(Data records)
******
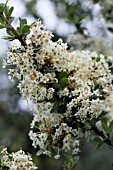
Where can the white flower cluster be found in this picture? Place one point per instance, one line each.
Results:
(67, 88)
(16, 160)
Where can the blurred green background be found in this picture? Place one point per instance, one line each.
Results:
(83, 25)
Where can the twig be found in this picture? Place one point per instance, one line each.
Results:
(101, 133)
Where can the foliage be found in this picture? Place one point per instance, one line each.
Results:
(37, 57)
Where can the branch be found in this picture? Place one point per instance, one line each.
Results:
(15, 32)
(101, 133)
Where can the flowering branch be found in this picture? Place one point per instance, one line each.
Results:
(101, 134)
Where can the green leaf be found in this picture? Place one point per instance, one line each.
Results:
(87, 125)
(9, 32)
(22, 22)
(97, 139)
(61, 109)
(111, 138)
(98, 86)
(10, 38)
(6, 10)
(55, 106)
(40, 152)
(1, 148)
(104, 126)
(56, 86)
(1, 7)
(11, 20)
(37, 48)
(111, 127)
(2, 20)
(10, 11)
(2, 26)
(25, 29)
(63, 81)
(62, 75)
(19, 29)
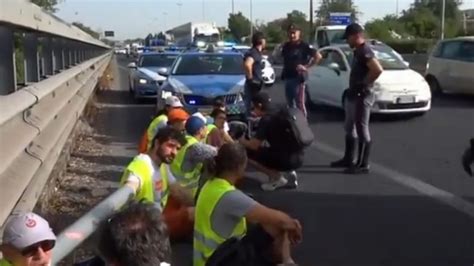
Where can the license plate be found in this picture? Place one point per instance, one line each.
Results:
(406, 99)
(165, 94)
(205, 110)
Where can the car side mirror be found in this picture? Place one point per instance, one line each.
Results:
(163, 72)
(335, 67)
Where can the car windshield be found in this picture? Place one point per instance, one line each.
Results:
(387, 57)
(335, 36)
(209, 64)
(207, 39)
(159, 60)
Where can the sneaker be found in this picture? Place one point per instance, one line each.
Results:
(292, 178)
(281, 182)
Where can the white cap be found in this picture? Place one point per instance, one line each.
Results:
(24, 230)
(173, 101)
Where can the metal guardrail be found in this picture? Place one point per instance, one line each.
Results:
(62, 65)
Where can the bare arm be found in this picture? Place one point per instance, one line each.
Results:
(252, 143)
(248, 64)
(375, 69)
(182, 194)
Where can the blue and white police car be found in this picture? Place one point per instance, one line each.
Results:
(144, 79)
(199, 77)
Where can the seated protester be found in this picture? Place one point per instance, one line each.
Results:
(28, 240)
(160, 121)
(136, 235)
(268, 154)
(221, 237)
(177, 119)
(188, 164)
(148, 174)
(217, 135)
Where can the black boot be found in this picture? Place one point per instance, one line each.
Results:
(362, 166)
(348, 159)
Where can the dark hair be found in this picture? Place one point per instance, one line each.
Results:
(219, 102)
(216, 112)
(257, 38)
(230, 157)
(167, 133)
(136, 235)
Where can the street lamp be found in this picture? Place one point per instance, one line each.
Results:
(443, 15)
(251, 20)
(179, 4)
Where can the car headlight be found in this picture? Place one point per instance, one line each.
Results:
(377, 87)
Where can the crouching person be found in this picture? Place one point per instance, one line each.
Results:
(221, 217)
(27, 241)
(149, 175)
(136, 235)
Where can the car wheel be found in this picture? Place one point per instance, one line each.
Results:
(310, 104)
(434, 85)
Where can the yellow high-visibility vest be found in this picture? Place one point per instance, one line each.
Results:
(206, 241)
(151, 130)
(188, 179)
(141, 168)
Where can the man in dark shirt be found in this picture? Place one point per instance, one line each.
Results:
(253, 69)
(266, 152)
(358, 101)
(298, 56)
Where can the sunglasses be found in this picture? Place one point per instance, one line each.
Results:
(45, 245)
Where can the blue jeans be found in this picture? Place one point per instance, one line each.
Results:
(295, 94)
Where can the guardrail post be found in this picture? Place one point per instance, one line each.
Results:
(58, 62)
(30, 46)
(7, 61)
(47, 56)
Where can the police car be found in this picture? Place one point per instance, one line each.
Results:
(143, 77)
(199, 76)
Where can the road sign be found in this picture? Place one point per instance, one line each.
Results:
(109, 33)
(340, 18)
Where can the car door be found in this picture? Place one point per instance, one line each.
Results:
(317, 83)
(338, 80)
(331, 85)
(461, 73)
(447, 65)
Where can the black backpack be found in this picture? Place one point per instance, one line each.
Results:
(290, 130)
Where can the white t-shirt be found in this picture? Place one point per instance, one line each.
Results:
(156, 175)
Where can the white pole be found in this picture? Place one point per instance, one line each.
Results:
(443, 15)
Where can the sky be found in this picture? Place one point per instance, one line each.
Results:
(137, 18)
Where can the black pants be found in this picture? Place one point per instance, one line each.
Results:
(277, 160)
(254, 249)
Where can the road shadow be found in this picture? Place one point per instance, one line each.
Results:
(453, 101)
(371, 230)
(322, 114)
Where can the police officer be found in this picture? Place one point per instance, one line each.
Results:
(358, 101)
(253, 68)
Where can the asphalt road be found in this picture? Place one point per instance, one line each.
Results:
(416, 207)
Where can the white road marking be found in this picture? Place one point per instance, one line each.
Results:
(414, 183)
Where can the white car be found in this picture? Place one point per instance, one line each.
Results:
(398, 89)
(450, 67)
(268, 73)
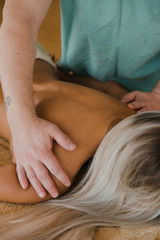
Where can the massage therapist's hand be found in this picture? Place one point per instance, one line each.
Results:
(143, 101)
(32, 146)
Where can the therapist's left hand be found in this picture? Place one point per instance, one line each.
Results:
(143, 101)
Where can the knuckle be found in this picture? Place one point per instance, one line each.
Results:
(42, 177)
(31, 175)
(64, 139)
(55, 170)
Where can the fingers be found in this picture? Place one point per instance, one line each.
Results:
(129, 97)
(62, 138)
(41, 180)
(22, 176)
(53, 165)
(144, 109)
(136, 105)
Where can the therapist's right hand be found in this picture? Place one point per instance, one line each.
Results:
(32, 151)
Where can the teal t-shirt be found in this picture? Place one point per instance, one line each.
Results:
(112, 40)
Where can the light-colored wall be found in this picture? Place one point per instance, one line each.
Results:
(49, 34)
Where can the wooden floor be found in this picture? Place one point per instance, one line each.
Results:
(49, 34)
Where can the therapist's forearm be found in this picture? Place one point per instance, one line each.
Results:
(17, 54)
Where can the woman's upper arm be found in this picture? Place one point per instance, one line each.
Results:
(34, 11)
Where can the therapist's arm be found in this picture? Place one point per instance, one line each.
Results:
(144, 101)
(32, 137)
(111, 88)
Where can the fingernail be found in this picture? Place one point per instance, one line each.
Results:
(42, 194)
(24, 186)
(67, 183)
(54, 195)
(72, 146)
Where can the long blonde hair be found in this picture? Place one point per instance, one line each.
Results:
(121, 187)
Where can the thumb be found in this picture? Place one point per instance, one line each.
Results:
(62, 139)
(129, 97)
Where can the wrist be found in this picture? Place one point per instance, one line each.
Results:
(20, 115)
(156, 89)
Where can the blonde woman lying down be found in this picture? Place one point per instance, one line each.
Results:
(121, 184)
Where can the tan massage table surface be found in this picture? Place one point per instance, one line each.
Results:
(125, 233)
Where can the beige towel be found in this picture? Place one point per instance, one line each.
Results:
(111, 233)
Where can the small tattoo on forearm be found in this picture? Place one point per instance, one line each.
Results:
(8, 101)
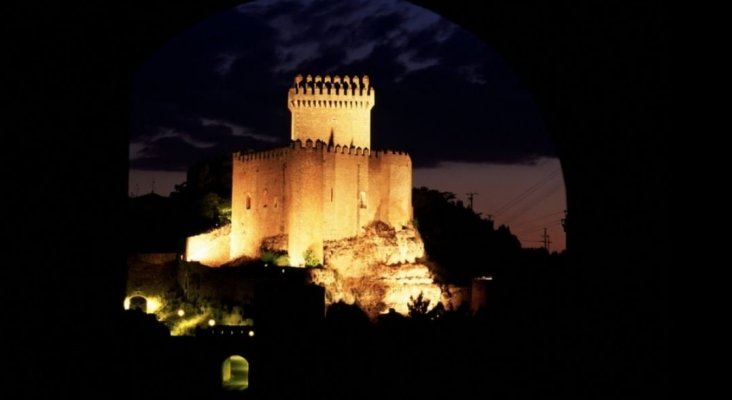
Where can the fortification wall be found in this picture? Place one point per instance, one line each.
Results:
(210, 248)
(305, 207)
(391, 178)
(325, 107)
(258, 199)
(313, 192)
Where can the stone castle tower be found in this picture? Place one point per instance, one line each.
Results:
(327, 185)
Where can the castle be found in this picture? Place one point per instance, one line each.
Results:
(327, 185)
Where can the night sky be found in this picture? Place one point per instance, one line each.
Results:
(441, 94)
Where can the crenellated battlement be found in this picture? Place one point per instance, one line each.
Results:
(331, 92)
(318, 146)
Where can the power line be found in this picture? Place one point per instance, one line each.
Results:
(532, 203)
(470, 199)
(522, 196)
(536, 219)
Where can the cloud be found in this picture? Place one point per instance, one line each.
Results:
(221, 86)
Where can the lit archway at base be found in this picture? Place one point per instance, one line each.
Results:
(235, 373)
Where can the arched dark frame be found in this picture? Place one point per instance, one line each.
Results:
(599, 75)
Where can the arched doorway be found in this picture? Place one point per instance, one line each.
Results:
(235, 373)
(138, 303)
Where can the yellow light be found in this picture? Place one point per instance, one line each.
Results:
(153, 304)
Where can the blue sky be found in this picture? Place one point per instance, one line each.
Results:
(442, 95)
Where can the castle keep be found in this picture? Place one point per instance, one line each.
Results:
(327, 185)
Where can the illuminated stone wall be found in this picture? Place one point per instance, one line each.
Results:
(325, 107)
(312, 193)
(210, 248)
(327, 185)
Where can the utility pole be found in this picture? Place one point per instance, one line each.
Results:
(470, 199)
(545, 239)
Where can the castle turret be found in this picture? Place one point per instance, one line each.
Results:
(335, 110)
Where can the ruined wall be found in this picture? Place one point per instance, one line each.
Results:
(325, 106)
(210, 248)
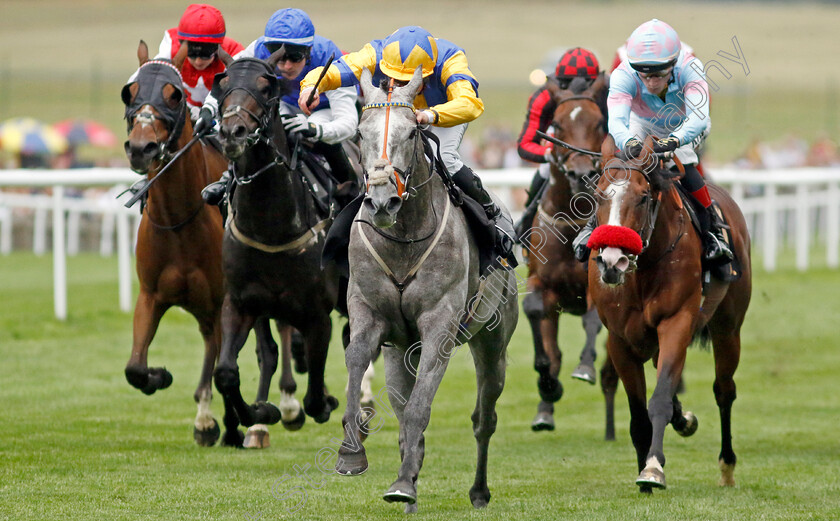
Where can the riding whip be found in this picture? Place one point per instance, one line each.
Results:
(140, 193)
(556, 141)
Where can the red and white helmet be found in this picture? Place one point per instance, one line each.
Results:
(202, 23)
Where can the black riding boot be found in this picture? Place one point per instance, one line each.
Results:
(214, 193)
(531, 205)
(471, 185)
(715, 249)
(579, 244)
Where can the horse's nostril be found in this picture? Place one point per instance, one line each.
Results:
(150, 149)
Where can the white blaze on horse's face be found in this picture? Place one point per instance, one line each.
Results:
(386, 128)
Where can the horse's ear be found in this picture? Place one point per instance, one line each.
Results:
(128, 92)
(416, 82)
(180, 56)
(366, 83)
(224, 57)
(607, 149)
(276, 56)
(142, 52)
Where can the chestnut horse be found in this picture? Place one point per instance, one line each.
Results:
(179, 241)
(556, 281)
(645, 279)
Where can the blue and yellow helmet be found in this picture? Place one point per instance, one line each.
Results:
(405, 50)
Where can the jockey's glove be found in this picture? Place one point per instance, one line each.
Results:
(668, 144)
(633, 148)
(299, 124)
(203, 123)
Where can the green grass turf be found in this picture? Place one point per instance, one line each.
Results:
(77, 442)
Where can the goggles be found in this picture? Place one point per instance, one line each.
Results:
(201, 50)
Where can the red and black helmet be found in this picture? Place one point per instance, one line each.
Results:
(202, 23)
(577, 63)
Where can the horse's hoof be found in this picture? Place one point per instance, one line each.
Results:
(207, 437)
(295, 423)
(651, 476)
(233, 438)
(584, 372)
(727, 474)
(551, 390)
(402, 492)
(543, 421)
(265, 412)
(480, 498)
(351, 463)
(256, 437)
(691, 424)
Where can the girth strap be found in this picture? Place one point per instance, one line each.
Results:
(401, 284)
(308, 236)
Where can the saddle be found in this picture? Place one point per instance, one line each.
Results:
(728, 272)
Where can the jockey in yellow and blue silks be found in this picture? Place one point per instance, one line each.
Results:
(448, 100)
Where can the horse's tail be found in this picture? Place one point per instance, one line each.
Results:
(702, 337)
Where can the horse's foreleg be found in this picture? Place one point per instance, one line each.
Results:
(586, 368)
(206, 429)
(317, 402)
(674, 336)
(365, 336)
(609, 385)
(263, 412)
(532, 305)
(438, 346)
(551, 390)
(632, 374)
(727, 348)
(235, 329)
(291, 410)
(147, 315)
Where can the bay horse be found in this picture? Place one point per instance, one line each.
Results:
(178, 252)
(557, 282)
(272, 243)
(415, 289)
(645, 279)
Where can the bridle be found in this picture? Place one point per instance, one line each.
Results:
(402, 178)
(572, 151)
(263, 131)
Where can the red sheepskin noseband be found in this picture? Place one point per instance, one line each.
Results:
(606, 236)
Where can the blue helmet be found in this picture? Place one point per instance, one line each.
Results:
(290, 26)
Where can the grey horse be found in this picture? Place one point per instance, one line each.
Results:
(415, 287)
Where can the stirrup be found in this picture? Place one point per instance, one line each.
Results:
(716, 248)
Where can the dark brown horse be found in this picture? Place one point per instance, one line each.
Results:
(645, 278)
(179, 240)
(556, 281)
(272, 243)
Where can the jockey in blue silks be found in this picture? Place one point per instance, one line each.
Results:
(660, 90)
(335, 120)
(448, 100)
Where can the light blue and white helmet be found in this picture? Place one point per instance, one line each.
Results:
(653, 46)
(289, 26)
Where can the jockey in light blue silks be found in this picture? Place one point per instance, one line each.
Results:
(336, 118)
(660, 90)
(448, 100)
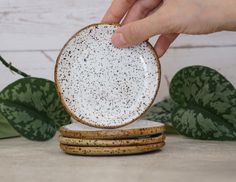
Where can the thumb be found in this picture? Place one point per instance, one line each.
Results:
(139, 31)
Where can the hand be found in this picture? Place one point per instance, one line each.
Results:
(142, 19)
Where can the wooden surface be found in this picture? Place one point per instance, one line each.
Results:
(31, 35)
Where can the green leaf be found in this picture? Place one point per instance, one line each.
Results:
(32, 107)
(161, 112)
(206, 104)
(6, 130)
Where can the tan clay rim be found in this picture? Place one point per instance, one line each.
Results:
(110, 143)
(112, 134)
(111, 150)
(82, 120)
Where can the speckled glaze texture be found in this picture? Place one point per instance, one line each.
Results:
(111, 143)
(103, 86)
(136, 129)
(123, 150)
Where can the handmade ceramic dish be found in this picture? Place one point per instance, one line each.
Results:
(111, 143)
(103, 86)
(124, 150)
(133, 130)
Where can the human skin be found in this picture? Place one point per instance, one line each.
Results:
(142, 19)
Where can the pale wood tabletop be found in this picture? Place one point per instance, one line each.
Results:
(31, 34)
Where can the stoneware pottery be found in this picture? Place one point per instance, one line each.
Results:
(124, 150)
(133, 130)
(103, 86)
(111, 143)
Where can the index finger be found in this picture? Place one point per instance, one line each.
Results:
(117, 10)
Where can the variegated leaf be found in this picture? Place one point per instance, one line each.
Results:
(207, 104)
(6, 130)
(161, 112)
(32, 107)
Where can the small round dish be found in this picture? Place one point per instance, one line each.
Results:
(136, 129)
(112, 143)
(122, 150)
(103, 86)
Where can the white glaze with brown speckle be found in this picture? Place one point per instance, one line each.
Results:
(104, 86)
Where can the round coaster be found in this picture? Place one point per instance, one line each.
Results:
(124, 150)
(111, 143)
(103, 86)
(136, 129)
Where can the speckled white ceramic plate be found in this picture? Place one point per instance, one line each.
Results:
(104, 86)
(136, 129)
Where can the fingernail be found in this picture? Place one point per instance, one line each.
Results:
(118, 40)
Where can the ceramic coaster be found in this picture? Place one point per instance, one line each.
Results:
(124, 150)
(133, 130)
(103, 86)
(111, 143)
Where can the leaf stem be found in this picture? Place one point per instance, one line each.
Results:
(12, 68)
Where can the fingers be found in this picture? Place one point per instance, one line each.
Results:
(117, 10)
(138, 31)
(140, 10)
(164, 42)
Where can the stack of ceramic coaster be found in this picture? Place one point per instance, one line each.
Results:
******
__Requirement__: Whenever a line in the records above contains the string "speckled", copy that line.

__Completed exercise__:
Where can the speckled glaze texture be found in this picture? Place one point per instance, one line each.
Where can the speckled white ceramic plate be found in this picture? Place one point per instance, one line each.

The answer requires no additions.